** Saved entries **

BEGIN

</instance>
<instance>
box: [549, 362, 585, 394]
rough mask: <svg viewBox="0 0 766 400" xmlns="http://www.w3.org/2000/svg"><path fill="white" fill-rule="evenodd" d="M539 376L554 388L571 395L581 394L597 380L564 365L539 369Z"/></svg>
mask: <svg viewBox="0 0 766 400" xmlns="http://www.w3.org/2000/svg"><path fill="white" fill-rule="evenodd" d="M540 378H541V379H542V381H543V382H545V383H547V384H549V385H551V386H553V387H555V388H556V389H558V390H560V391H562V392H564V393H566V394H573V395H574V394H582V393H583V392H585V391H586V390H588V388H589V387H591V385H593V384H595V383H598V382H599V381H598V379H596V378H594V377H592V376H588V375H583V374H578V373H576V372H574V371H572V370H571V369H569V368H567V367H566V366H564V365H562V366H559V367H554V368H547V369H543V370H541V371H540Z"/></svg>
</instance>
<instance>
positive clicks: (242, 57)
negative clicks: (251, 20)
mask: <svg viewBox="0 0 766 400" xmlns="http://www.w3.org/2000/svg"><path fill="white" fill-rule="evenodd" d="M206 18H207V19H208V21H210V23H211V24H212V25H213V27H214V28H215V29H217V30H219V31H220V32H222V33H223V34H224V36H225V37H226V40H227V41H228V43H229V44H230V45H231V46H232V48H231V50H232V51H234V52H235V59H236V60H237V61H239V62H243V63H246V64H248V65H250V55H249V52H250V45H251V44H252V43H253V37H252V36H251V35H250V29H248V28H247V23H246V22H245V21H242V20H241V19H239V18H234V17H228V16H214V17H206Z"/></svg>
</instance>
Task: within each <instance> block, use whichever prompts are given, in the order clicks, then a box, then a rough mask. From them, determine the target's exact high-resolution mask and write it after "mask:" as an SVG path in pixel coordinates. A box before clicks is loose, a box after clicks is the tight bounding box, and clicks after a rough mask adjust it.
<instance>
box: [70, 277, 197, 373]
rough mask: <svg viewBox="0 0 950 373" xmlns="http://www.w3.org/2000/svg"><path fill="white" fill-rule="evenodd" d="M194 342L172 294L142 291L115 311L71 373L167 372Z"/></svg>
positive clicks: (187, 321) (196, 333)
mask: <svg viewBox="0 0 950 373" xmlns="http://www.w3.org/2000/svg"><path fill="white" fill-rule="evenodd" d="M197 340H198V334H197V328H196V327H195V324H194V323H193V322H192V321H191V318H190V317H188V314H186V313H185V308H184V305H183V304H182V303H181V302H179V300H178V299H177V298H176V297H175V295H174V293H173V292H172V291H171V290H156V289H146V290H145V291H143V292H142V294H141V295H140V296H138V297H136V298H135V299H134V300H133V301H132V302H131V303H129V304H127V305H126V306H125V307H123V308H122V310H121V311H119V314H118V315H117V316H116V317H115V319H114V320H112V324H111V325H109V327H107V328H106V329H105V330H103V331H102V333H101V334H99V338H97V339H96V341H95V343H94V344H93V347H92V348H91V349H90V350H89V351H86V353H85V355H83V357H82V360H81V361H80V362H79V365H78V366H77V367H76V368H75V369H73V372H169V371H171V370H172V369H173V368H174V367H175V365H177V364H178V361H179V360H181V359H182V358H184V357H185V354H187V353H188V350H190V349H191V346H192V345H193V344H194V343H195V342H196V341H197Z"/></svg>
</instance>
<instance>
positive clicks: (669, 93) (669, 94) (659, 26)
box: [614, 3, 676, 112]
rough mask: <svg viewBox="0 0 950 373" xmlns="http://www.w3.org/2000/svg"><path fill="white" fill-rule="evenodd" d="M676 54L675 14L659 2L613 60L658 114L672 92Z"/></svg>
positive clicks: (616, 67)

END

** Request **
Pull out every line in the items above that contains the string "positive", and copy each one.

** Answer space **
positive clicks: (242, 57)
positive clicks: (187, 321) (196, 333)
positive clicks: (669, 93) (669, 94) (659, 26)
positive clicks: (616, 67)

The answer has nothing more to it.